### Exercise objective:
Transcribe, word for word, the line containing "hairstyle. Keep to one point per instance." and each line following it through the end of the listing below. Omit all other lines.

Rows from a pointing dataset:
____

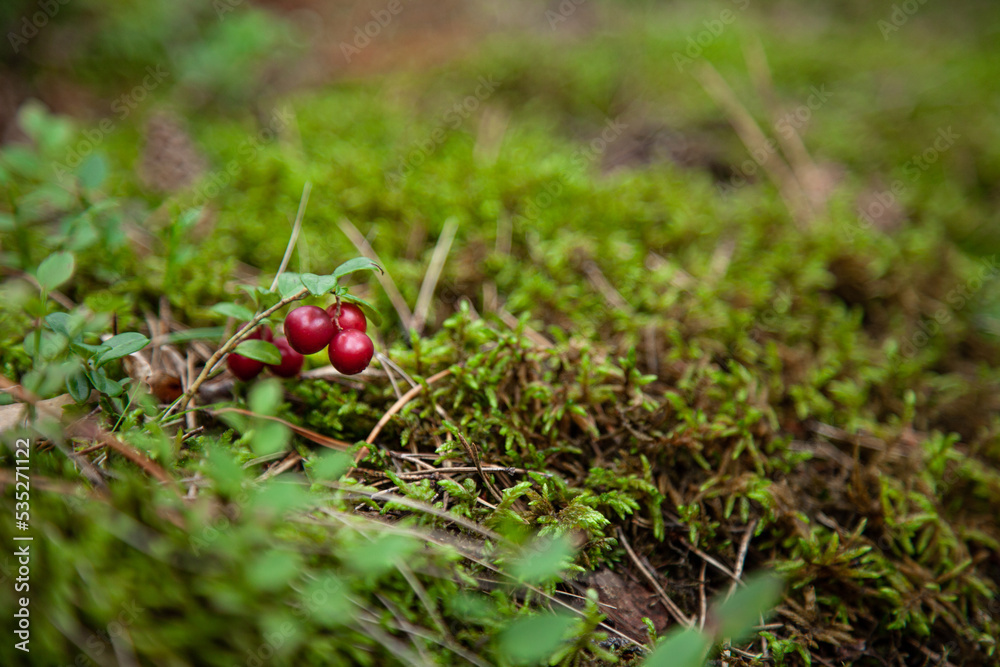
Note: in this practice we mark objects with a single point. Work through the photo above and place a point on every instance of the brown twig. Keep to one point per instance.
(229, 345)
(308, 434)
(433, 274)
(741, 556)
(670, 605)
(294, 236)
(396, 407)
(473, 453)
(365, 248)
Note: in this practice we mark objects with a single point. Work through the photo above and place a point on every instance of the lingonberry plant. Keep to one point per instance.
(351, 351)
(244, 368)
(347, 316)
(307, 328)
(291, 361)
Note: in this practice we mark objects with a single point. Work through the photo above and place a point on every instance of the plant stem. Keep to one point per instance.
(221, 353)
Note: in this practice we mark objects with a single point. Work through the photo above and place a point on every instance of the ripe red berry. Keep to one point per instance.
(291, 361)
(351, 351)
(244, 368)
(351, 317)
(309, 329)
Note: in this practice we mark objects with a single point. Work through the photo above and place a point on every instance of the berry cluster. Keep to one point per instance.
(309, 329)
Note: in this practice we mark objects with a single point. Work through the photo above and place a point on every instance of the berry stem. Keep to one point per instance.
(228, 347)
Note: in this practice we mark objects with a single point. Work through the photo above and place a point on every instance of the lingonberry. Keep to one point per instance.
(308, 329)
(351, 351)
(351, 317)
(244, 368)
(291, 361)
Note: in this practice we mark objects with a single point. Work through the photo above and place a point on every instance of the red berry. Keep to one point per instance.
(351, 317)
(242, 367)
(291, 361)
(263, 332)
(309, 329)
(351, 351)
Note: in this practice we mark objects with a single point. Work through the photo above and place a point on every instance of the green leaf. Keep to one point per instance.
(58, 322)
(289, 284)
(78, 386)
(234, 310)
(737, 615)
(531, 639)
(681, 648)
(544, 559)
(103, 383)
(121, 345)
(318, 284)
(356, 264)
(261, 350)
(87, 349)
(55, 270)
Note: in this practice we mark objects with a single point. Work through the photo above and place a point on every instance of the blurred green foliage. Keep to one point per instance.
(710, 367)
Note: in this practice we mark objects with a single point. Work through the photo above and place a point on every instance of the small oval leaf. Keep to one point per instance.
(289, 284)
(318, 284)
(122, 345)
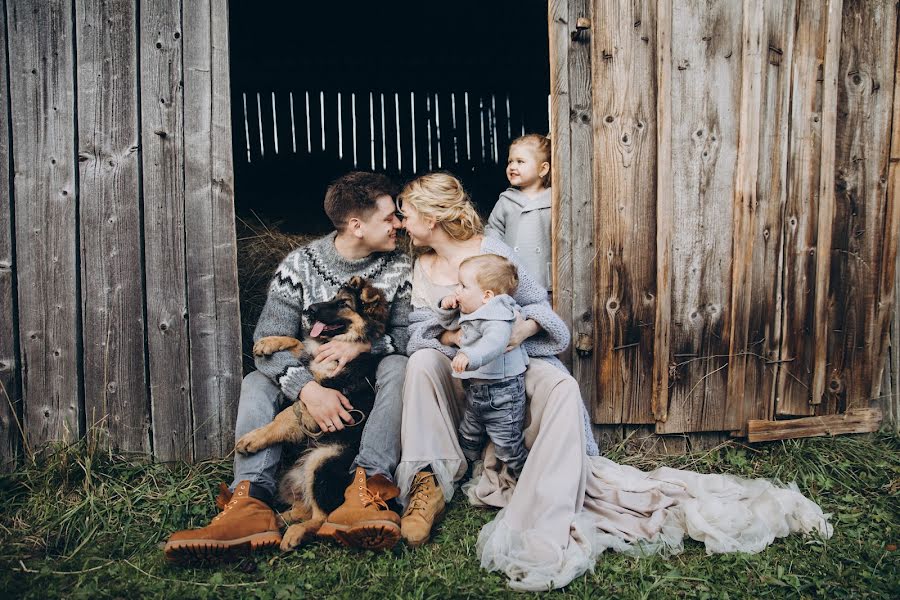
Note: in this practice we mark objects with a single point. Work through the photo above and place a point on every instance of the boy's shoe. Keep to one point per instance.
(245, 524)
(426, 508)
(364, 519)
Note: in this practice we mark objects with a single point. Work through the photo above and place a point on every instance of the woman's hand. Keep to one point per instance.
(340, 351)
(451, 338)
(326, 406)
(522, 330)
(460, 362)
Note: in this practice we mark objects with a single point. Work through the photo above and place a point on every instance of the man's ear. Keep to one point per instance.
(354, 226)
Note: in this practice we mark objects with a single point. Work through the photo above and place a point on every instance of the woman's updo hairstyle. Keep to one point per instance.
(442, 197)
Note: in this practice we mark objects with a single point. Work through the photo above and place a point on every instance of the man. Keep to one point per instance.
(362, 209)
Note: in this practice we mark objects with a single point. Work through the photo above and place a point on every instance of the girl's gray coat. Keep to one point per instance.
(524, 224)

____

### Answer to this problem:
Note: in this practice we mark objects with a single point. Work through the photo above and place a point on every instance of the woman's updo hairstyle. Keep to one point per instance.
(442, 197)
Note: in this practice we mark objects with a single point. Work through the photo above and place a point on every instance of the man. Keep to one point per instance.
(362, 209)
Note: in this practice we mark objects with a single point. Work through the photo above and place a point on every instance of the girl's gray coat. Keep to one point per instance.
(524, 224)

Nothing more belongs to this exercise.